--- Task goal ---
Copy out every line of the listing below word for word, changing nothing.

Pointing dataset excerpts
------------------------------------------------------------

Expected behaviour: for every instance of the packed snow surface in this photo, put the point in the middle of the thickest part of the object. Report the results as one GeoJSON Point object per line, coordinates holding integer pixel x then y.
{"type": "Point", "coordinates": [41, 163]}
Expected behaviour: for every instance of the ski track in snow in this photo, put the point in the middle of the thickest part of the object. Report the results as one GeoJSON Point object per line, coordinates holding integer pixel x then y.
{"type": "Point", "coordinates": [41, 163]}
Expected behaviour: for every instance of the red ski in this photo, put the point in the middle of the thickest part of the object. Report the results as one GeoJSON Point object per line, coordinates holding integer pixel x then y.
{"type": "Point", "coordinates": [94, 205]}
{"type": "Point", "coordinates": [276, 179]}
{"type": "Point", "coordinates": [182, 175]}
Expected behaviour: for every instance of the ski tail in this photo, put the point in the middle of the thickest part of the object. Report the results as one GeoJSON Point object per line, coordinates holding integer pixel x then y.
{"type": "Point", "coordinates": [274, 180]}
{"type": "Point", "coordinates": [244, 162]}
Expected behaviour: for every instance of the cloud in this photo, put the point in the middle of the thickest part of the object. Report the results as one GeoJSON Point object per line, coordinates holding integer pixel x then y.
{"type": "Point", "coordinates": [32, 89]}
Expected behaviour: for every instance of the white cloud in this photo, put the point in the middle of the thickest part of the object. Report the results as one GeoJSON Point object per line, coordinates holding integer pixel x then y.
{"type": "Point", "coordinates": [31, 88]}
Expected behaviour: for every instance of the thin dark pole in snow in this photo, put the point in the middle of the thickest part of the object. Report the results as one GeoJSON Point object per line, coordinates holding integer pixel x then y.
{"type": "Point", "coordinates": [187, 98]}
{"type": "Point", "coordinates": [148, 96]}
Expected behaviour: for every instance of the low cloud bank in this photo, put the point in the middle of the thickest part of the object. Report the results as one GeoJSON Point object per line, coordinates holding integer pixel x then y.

------------------------------------------------------------

--- Answer below ---
Expected behaviour: for every instance of the packed snow surface in this photo, put the point in the middle of the thickest part of the object. Report the results as one GeoJSON Point object per line, coordinates holding integer pixel x then y.
{"type": "Point", "coordinates": [41, 163]}
Expected behaviour: for every instance of the ski track in snow in this photo, put the point in the middle of the thickest part of the object. Report the results as one GeoJSON Point object per line, coordinates holding integer pixel x then y.
{"type": "Point", "coordinates": [41, 163]}
Expected behaviour: for every instance of the red ski in this photo, put the point in the middle of the thickest part of the object. Report the results as one GeoJSON Point object per line, coordinates holding integer pixel x then y.
{"type": "Point", "coordinates": [94, 205]}
{"type": "Point", "coordinates": [276, 179]}
{"type": "Point", "coordinates": [182, 175]}
Expected behaviour: for every instance of the ski tail in this photo, put the point in the middle of the thickest part of the object. Report the results as one GeoJSON Point object per line, coordinates holding integer pixel x then y.
{"type": "Point", "coordinates": [274, 180]}
{"type": "Point", "coordinates": [244, 162]}
Expected behaviour: for every instance of the cloud in this photo, put the point in the middle of the thickest part of the object. Report the results as one GeoJSON Point object per line, coordinates holding integer pixel x then y.
{"type": "Point", "coordinates": [32, 89]}
Expected behaviour: for every instance of the white cloud in this photo, put the point in the middle of the thickest part of the object. Report the results as one GeoJSON Point object per line, coordinates holding integer pixel x then y.
{"type": "Point", "coordinates": [31, 88]}
Expected behaviour: for every instance of the thin dark pole in snow in this photo, put the point in the middle of the thickest part of the object. Report the results as one GeoJSON Point object per line, coordinates holding integer pixel x then y.
{"type": "Point", "coordinates": [187, 98]}
{"type": "Point", "coordinates": [148, 96]}
Expected behaviour: for every instance of the low cloud bank in this photo, put the point in the middle of the thickest part of the object. Report the results as one GeoJSON Point object per line, coordinates holding integer pixel x then y.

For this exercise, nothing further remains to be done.